* [DATA FOR PROCESSING]
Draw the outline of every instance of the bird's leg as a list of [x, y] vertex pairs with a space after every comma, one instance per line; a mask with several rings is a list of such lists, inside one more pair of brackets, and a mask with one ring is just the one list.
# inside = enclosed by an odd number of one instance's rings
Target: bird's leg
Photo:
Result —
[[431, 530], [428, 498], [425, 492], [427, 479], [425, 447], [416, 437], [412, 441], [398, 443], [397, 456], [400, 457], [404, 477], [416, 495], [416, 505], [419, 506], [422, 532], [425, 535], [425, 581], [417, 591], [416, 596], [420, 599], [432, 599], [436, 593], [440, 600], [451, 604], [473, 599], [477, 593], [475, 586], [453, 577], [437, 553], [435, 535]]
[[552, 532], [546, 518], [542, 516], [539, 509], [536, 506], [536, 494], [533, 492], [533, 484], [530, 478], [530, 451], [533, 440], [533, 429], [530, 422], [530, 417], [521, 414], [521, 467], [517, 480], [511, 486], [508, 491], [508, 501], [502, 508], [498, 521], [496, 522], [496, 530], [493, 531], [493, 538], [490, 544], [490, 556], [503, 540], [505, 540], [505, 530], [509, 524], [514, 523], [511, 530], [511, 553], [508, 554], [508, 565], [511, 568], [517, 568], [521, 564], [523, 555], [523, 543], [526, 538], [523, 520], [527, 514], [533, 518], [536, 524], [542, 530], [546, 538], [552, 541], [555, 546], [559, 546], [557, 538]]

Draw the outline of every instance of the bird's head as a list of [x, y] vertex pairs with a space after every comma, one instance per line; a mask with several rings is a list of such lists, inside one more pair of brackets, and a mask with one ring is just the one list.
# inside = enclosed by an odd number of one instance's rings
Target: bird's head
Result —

* [REQUIRED TASK] Return all of the records above word for word, without adding, dropping, or changing anything.

* [SOLUTION]
Draw the outline of every instance of the bird's leg as a list of [x, y] vertex pairs with a space after every comma, one instance per line; a mask with several rings is a list of such lists, inside one more pair of brackets, and a mask with one ring is just the one list.
# inside = enclosed by an odd number of one instance's rings
Target: bird's leg
Photo:
Result —
[[431, 530], [428, 498], [425, 492], [427, 479], [425, 447], [416, 437], [412, 441], [398, 443], [397, 456], [400, 457], [404, 477], [416, 495], [416, 505], [419, 506], [422, 532], [425, 535], [425, 581], [417, 591], [416, 596], [420, 599], [432, 599], [436, 593], [440, 600], [451, 604], [473, 599], [477, 593], [475, 586], [453, 577], [437, 553], [435, 535]]
[[552, 532], [546, 518], [542, 516], [539, 509], [536, 506], [536, 494], [533, 492], [533, 484], [530, 478], [530, 451], [533, 440], [533, 429], [530, 422], [530, 417], [521, 414], [521, 467], [517, 480], [511, 486], [508, 491], [508, 501], [502, 508], [498, 521], [496, 522], [496, 530], [493, 531], [493, 538], [490, 544], [490, 556], [503, 540], [505, 540], [505, 530], [509, 524], [514, 523], [511, 530], [511, 553], [508, 554], [508, 565], [511, 568], [517, 568], [521, 564], [523, 555], [523, 543], [526, 538], [523, 520], [527, 514], [533, 518], [536, 524], [542, 530], [546, 538], [552, 541], [555, 546], [559, 546], [557, 538]]

Draw the outline of every instance of the bird's head as a list of [x, y] vertex pairs with a space after every comma, one instance per line; a mask with several rings is a list of such lists, inside one more pair of brackets, and a mask with one ring is just the one list.
# inside = enclosed by an odd number of one instance's rings
Target: bird's head
Result —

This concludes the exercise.